Referring expression grounding data

☆ ☆ ☆

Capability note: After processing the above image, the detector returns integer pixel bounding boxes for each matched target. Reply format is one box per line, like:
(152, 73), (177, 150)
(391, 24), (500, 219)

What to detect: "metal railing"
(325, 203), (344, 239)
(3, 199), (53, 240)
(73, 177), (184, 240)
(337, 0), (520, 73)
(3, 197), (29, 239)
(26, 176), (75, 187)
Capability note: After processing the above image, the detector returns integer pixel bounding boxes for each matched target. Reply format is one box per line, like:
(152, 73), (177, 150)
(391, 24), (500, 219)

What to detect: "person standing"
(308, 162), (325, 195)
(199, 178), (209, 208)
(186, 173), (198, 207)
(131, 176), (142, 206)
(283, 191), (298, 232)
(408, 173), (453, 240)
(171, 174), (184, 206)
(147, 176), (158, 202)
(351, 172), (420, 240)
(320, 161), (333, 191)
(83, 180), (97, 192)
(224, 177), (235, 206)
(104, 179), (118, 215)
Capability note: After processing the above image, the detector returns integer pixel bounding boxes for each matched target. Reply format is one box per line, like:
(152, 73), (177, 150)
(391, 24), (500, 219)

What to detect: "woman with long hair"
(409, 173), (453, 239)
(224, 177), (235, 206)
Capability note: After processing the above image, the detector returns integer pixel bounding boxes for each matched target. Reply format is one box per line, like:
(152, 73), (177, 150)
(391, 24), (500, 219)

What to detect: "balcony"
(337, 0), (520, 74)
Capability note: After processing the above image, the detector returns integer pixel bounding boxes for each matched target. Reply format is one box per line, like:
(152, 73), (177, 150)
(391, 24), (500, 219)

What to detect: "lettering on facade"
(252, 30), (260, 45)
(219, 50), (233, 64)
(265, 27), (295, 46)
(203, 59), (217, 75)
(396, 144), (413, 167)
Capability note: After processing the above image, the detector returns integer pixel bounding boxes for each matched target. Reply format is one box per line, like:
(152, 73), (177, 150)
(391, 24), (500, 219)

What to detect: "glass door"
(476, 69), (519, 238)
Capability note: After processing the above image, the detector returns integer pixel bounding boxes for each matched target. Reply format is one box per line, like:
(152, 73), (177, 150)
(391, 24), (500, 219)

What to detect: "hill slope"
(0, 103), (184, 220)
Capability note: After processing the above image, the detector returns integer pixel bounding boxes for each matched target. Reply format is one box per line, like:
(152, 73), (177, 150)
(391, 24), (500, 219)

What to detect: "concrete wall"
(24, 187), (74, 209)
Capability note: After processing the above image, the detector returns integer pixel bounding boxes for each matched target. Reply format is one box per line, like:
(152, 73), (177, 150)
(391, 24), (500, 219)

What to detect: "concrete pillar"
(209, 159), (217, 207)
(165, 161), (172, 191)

☆ ☆ ☆

### [What this task involves]
From the first line to the last, copy the records without alteration.

### [Response]
Capability note: After processing the above image, the detector returns integer pixel bounding boxes for each matched target. Reply format is one box per line, like:
(152, 73), (177, 150)
(391, 24), (500, 219)

What to detect: "metal railing"
(325, 203), (344, 239)
(3, 199), (53, 240)
(73, 177), (184, 240)
(337, 0), (520, 73)
(3, 197), (29, 239)
(26, 176), (75, 187)
Capability note: After processing the above image, the detector returns integer pixel bounding boxes for each matched target. Reply format is one box per line, like:
(152, 73), (177, 150)
(391, 24), (500, 219)

What to detect: "person standing"
(308, 162), (325, 195)
(199, 178), (209, 208)
(186, 173), (198, 207)
(131, 176), (142, 206)
(283, 191), (298, 232)
(408, 173), (453, 240)
(171, 174), (184, 206)
(147, 176), (158, 202)
(351, 172), (420, 240)
(320, 161), (333, 191)
(83, 180), (97, 192)
(224, 177), (235, 206)
(104, 179), (118, 215)
Capability note: After processing the above image, the detector returns integer pixel bounding boxes for each matched target. Reply format is one box per line, like:
(152, 73), (177, 150)
(391, 24), (500, 219)

What to detect: "woman with long hair"
(409, 173), (453, 239)
(224, 177), (235, 206)
Capability note: After processing the above image, the detector returns integer pixel bounding boxes for each matched target. Reply format is one box per line, like:
(152, 73), (177, 150)
(391, 24), (500, 219)

What to detect: "balcony"
(337, 0), (520, 74)
Capability note: After processing the above image, the detector returns integer pixel bounding boxes for each matched target. Reply format is one box per line, like:
(152, 73), (177, 150)
(391, 24), (500, 219)

What to detect: "lettering on facade"
(252, 30), (260, 45)
(219, 50), (233, 64)
(265, 27), (295, 46)
(203, 59), (217, 75)
(396, 144), (413, 167)
Capability note: After processing the above image, the detector returns integer pixel bounding boxes for each matched target. Reply format is one box per line, like:
(152, 73), (177, 150)
(391, 24), (500, 219)

What to detect: "glass door"
(476, 69), (519, 238)
Capability note: After processing the above image, the detector returns integer pixel bounding boxes for each matched target. Reply format is one box per line, like:
(152, 73), (177, 150)
(391, 24), (500, 219)

What to detect: "hill slope"
(0, 103), (184, 220)
Capability note: After processing the above image, the detector returns integer pixel bounding boxes for each matched target. Reply format is one box per line, like:
(152, 73), (177, 150)
(391, 24), (500, 219)

What to detect: "concrete wall"
(24, 187), (74, 209)
Capability note: After processing the above image, the detector returns integer pixel bounding boxes for each matched target. Reply format is one box per line, like:
(152, 73), (177, 150)
(391, 24), (500, 219)

What to detect: "concrete pillar"
(209, 159), (217, 207)
(165, 161), (172, 191)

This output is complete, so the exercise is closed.